» TASK TO COMPLETE
Render the listing as a numbered list, from the line containing "Q: Pinpoint the angel" up to and including the line containing "[[114, 126, 161, 173]]", and leave out any blank lines.

» TASK INPUT
══════════════════════════════
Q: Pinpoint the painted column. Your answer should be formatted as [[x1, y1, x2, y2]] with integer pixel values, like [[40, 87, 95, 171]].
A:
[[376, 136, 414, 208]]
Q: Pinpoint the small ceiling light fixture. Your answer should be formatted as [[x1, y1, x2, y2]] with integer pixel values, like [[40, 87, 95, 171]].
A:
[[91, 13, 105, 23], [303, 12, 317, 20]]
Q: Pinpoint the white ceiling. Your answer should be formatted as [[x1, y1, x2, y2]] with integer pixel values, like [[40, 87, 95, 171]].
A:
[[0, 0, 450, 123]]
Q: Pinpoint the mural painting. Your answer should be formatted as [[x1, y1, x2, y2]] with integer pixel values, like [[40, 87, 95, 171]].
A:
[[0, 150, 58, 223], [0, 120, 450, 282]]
══════════════════════════════
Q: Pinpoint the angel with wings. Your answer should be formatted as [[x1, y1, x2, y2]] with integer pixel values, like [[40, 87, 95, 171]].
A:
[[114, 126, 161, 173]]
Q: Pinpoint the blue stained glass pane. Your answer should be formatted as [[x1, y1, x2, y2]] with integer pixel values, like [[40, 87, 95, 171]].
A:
══════════════════════════════
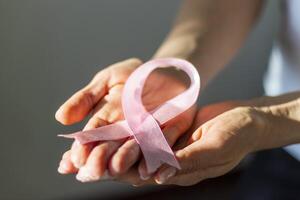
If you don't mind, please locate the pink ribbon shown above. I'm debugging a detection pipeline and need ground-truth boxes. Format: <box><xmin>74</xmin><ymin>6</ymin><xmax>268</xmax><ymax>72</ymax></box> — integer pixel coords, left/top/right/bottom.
══════════════════════════════
» WORKED ANSWER
1. Q: Pinpoint the angel with wings. Your answer should be formatted as [[x1, y1, x2, y2]] with integer pixel values, like [[40, 87, 95, 171]].
2. A:
3. [[114, 126, 161, 173]]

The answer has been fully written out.